Bom, tudo isso para dizer que estar com o meu pai era um evento muito raro, então ele tinha uma aura mágica. Era um homem fisicamente muito bonito, labioso, simpático, encantador, e ficava especialmente doce no ambiente de trabalho. Nasceu para servir, exímio ator, fazia o freguês se sentir especial. E eu era uma "freguesa", de fato, especial. Única filha, na época.
Então, nas raras vezes em que fui ao Fifty-Fifty, ele me levou a um ambiente com ar-condicionado (imagina a bênção que isso era, em Santos, nos anos 70), e me serviu uma torta de chocolate meio amargo, com recheio de damasco.
Não há nada no mundo com sabor parecido para mim. Misturar chocolate meio amargo com damasco me traz a memória afetiva de estar com ele, o geladinho na pele, o mundo fervendo lá fora, a voz, a atenção, me sentir cuidada, alguém me mostrando o que é bom e eu mereço.
Ao longo da vida, tenho consciência desse tipo de associações que faço, que me permitem viver mais intensamente e reviver, mais à frente, o que acontece de bom. Independente de vir a acontecer de novo, ou de algo ruim ter acontecido depois. A lembrança daquele momento, aquela sensação, aquele sentido despertado são meus e ninguém vai tirar, nunca. A não ser que eu venha a ter algum distúrbio neurológico, bate na madeira, nunca se sabe.
Exemplo mais recente: eu sei que se esculpir fosse um dom para mim, eu reproduziria um rosto de um homem. Tenho a memória tátil dos ossos todos, e da consistência da sua pele, dos tecidos que chegam até eles. Sei o comprimento dos seus cílios e o cheiro do seu queixo. (Sei, sei, isso não influenciaria na escultura).
Isso para mim é prova de um momento bem vivido.A impressão que me causa, o motivo inexplicável de eu já ter tocado tantos rostos, e nenhum ter marcado tanto. E não tem nada de amor, ou paixão, querer isso ou aquilo da pessoa. Simplesmente, por algum motivo, marcou. E não marcaram outros detalhes. Deles eu me lembro, mas com certeza vou esquecer logo, porque são pequenos. Ficou a memória tátil. Do rosto bonito. Uma surpresa boa. Um presente.
E a vida continua, e quando menos eu esperar, vai ter um gosto, um cheiro, uma música, um movimento ou sei lá o quê, novo ou conhecido e visto de outro ângulo, dentro de um contexto maior, bom, que vai fazer meu olho brilhar e me lembrar de como é gostoso estar viva.

» **Linhas do conjunto de dados**:
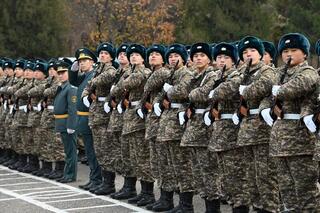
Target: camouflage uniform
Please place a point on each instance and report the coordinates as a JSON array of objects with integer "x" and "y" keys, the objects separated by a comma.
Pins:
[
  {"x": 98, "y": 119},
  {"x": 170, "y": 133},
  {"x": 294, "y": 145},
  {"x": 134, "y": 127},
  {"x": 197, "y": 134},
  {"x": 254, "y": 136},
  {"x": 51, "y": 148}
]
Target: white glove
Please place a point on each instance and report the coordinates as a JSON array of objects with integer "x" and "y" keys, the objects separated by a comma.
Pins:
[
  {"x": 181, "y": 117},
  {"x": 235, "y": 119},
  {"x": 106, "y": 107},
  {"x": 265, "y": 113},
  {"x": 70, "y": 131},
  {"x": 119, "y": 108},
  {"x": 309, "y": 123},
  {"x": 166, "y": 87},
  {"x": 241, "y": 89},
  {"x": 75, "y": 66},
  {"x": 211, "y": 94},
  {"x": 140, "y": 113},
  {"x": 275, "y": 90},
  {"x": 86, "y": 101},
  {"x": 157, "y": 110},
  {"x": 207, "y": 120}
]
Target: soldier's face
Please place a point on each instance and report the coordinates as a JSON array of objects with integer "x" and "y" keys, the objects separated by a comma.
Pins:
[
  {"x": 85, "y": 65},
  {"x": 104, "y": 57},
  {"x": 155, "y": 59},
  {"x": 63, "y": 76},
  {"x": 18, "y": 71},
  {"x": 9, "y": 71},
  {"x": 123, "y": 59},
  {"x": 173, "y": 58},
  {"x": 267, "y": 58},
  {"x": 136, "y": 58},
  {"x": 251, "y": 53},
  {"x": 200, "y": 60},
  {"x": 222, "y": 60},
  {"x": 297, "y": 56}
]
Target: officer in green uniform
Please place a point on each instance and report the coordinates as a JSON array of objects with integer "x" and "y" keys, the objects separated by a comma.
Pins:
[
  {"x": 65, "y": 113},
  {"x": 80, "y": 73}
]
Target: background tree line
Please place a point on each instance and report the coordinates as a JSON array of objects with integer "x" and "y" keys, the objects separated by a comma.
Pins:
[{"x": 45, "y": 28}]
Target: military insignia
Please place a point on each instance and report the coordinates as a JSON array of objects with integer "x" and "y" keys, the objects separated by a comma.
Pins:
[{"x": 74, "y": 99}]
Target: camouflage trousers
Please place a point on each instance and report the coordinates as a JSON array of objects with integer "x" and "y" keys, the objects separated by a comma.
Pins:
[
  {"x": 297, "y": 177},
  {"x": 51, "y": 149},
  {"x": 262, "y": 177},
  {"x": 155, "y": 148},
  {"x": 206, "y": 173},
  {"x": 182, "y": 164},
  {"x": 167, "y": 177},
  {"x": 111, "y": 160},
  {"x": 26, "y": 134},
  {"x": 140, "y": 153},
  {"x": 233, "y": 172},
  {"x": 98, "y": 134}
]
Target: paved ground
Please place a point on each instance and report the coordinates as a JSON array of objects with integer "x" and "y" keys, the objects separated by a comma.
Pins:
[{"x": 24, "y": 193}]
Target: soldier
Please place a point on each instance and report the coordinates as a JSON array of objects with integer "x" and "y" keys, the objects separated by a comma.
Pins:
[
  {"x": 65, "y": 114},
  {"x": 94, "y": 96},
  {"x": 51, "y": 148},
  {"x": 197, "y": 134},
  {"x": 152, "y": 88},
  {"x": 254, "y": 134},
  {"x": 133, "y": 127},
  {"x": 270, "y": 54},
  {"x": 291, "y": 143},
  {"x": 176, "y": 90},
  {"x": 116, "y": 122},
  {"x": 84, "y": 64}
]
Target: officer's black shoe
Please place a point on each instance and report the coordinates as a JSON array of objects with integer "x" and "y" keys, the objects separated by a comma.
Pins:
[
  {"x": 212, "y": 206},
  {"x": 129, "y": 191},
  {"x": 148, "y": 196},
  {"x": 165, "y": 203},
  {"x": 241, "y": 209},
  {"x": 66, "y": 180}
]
...
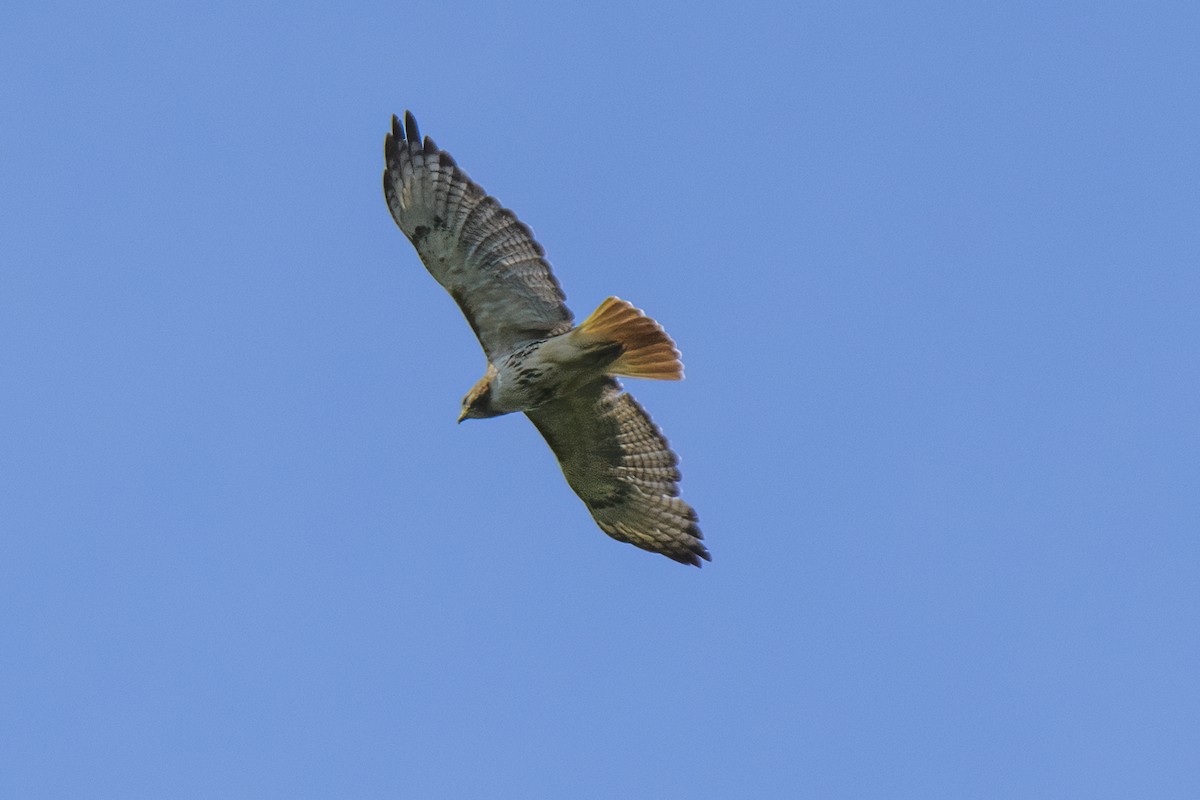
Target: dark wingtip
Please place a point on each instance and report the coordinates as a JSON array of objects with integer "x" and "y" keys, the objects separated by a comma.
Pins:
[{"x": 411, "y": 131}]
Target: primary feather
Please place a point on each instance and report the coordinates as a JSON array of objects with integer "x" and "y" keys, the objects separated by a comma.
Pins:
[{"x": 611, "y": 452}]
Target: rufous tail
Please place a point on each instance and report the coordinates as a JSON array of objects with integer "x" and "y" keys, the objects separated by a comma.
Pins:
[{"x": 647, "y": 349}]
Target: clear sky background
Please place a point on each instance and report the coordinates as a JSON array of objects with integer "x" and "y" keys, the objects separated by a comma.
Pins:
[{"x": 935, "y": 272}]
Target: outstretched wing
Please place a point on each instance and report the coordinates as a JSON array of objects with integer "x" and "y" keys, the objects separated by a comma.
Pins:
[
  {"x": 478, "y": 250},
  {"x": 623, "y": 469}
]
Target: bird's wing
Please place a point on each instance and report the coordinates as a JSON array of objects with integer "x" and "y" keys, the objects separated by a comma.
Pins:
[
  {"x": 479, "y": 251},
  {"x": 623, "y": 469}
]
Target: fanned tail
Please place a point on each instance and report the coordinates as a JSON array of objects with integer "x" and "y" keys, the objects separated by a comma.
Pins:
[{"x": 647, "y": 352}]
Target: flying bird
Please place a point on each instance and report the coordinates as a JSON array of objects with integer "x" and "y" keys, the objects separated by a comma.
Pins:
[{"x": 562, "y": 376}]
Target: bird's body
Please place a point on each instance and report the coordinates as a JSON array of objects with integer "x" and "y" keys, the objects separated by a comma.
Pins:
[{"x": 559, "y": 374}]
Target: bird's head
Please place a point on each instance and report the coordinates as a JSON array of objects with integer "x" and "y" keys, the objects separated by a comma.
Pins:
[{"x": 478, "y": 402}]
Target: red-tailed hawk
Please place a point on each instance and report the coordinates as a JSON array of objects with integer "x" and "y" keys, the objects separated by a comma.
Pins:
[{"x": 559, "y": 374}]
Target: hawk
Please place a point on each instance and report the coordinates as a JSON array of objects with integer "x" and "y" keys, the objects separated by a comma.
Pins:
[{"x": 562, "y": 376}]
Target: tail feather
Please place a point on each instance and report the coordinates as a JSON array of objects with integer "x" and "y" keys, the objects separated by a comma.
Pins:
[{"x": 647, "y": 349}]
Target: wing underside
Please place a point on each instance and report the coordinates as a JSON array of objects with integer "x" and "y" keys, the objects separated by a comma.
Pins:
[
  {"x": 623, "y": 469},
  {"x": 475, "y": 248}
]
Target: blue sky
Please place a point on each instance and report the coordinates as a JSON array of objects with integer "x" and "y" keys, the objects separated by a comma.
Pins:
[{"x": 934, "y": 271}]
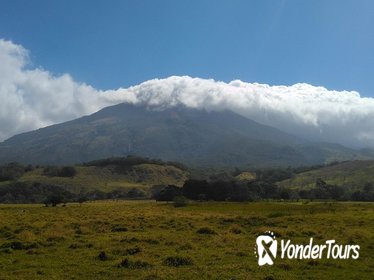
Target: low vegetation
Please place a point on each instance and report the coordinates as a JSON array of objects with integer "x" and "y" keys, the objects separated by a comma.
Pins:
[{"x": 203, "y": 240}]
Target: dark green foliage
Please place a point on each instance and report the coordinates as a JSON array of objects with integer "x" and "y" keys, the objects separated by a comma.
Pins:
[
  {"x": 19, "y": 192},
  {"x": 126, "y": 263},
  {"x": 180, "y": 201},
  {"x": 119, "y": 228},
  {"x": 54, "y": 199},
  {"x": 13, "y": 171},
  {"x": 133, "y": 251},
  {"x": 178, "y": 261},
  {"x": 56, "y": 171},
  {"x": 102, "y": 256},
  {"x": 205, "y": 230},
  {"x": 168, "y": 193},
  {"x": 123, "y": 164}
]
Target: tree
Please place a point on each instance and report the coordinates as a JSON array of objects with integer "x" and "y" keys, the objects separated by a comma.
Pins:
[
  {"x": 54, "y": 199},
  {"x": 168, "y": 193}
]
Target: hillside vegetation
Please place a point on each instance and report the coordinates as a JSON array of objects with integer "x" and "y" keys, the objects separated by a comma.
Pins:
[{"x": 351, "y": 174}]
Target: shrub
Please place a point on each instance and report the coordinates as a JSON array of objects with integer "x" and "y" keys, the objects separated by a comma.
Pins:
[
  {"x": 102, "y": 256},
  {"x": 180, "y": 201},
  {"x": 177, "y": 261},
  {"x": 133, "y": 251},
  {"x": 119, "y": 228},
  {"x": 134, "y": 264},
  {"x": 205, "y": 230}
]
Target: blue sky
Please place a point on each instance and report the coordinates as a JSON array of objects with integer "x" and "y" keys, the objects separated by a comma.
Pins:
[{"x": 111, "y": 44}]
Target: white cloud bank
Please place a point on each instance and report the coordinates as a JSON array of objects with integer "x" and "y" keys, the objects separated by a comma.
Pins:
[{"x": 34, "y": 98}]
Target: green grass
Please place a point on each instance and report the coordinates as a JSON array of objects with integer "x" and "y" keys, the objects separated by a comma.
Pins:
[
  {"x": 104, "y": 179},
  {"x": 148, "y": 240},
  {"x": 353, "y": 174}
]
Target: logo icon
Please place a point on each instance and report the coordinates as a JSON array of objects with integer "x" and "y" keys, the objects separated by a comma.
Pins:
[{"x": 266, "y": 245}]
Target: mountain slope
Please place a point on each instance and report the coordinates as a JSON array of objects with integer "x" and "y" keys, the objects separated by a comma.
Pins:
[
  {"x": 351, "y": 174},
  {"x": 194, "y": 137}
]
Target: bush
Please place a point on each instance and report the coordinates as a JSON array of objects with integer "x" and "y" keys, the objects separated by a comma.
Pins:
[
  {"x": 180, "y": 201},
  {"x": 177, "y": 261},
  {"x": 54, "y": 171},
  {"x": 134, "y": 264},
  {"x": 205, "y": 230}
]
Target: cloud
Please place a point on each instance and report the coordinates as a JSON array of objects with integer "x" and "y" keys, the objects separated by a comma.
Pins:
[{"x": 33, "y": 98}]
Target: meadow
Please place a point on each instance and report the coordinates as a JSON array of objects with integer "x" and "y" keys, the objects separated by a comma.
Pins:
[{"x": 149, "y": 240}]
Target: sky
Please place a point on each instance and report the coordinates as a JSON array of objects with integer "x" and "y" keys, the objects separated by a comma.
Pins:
* * *
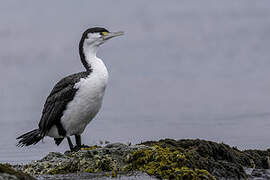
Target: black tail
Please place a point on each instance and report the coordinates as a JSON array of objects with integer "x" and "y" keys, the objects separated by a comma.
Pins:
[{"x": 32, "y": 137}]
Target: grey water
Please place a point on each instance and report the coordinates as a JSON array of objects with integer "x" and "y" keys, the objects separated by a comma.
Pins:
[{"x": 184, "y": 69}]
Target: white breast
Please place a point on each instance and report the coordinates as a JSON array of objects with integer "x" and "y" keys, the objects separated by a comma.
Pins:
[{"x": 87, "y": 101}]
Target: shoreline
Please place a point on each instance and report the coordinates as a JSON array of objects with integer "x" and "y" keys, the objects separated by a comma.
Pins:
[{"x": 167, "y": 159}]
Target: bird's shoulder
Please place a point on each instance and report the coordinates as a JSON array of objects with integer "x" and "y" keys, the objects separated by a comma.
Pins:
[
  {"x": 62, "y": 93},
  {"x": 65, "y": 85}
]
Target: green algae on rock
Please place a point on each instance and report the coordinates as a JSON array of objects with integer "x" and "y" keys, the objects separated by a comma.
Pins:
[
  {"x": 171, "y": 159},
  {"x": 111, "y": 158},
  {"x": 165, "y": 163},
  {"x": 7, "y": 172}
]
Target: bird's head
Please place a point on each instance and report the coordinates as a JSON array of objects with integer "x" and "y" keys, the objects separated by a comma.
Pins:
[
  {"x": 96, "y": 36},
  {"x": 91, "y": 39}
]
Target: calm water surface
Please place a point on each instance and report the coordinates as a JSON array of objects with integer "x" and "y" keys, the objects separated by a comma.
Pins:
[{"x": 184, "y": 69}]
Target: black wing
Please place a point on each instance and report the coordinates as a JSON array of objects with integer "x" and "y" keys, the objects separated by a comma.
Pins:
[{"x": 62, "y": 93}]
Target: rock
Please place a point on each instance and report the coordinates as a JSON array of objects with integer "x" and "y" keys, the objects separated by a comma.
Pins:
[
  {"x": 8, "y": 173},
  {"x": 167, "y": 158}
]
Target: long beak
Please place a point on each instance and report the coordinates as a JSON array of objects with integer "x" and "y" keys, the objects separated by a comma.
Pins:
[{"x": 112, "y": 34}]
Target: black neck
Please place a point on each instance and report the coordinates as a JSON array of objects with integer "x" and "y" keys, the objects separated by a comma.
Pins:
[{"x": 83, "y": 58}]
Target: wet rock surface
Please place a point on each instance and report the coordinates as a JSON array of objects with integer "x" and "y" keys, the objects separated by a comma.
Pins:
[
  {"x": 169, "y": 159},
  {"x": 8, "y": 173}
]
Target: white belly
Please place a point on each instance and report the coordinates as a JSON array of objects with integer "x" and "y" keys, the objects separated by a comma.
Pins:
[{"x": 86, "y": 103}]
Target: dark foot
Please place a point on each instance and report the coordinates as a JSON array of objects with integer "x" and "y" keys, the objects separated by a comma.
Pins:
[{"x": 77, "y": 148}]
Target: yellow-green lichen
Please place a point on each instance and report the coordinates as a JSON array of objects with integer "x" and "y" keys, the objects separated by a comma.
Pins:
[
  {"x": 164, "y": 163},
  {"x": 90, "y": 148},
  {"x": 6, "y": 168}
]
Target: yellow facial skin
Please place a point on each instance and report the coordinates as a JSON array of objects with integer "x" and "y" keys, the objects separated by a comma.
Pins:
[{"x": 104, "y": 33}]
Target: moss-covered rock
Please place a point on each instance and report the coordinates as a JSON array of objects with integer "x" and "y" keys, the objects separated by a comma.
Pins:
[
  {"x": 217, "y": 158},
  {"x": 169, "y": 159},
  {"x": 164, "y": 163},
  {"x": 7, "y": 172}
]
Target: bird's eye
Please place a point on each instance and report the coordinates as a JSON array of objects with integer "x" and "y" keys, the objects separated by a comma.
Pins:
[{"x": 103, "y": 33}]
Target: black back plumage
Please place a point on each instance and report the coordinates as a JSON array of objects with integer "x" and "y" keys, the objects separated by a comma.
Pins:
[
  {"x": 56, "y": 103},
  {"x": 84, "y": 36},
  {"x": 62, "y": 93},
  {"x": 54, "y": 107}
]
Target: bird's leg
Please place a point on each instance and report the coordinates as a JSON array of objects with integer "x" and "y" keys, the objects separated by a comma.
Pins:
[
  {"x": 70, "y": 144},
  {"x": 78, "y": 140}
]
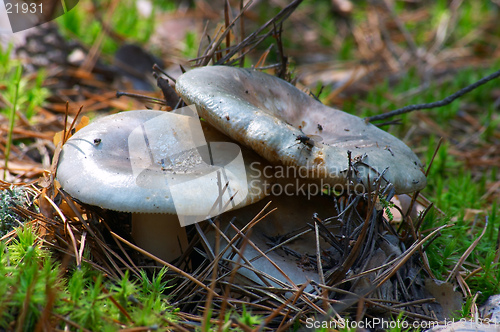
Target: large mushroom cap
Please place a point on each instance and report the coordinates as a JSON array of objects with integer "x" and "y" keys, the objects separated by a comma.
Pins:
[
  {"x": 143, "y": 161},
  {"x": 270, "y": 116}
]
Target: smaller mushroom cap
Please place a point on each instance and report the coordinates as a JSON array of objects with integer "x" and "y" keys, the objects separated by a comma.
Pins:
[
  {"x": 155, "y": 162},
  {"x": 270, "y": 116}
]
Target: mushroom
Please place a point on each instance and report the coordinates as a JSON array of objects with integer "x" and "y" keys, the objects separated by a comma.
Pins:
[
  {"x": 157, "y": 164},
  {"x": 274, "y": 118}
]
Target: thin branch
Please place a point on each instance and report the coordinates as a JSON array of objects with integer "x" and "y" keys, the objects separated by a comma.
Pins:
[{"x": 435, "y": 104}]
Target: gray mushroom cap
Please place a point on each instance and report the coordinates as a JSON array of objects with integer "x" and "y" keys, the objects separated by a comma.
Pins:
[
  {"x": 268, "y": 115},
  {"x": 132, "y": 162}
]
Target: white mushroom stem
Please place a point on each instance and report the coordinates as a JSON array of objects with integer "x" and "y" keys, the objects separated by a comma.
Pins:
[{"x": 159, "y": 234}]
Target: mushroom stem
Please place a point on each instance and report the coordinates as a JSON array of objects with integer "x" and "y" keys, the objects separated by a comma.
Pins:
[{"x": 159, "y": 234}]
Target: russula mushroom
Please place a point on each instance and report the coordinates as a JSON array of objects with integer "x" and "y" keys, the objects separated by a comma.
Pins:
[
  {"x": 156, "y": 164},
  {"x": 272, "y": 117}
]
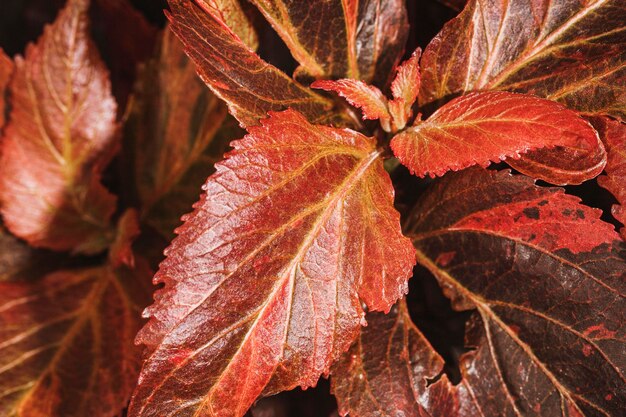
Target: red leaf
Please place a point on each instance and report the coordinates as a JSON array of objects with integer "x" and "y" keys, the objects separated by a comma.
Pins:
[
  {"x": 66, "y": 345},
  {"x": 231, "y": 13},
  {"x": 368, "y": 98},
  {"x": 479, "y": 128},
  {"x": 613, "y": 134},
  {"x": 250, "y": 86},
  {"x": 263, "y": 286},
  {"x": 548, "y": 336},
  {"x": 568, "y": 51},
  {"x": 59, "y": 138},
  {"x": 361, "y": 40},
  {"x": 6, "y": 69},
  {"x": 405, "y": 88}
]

» **Faça isto**:
Reproduza palavra por palavra o trecho do texto sobre memórias afetivas que começa em "Não há nada" e termina em "e eu mereço.".

» **Resposta escrita**:
Não há nada no mundo com sabor parecido para mim. Misturar chocolate meio amargo com damasco me traz a memória afetiva de estar com ele, o geladinho na pele, o mundo fervendo lá fora, a voz, a atenção, me sentir cuidada, alguém me mostrando o que é bom e eu mereço.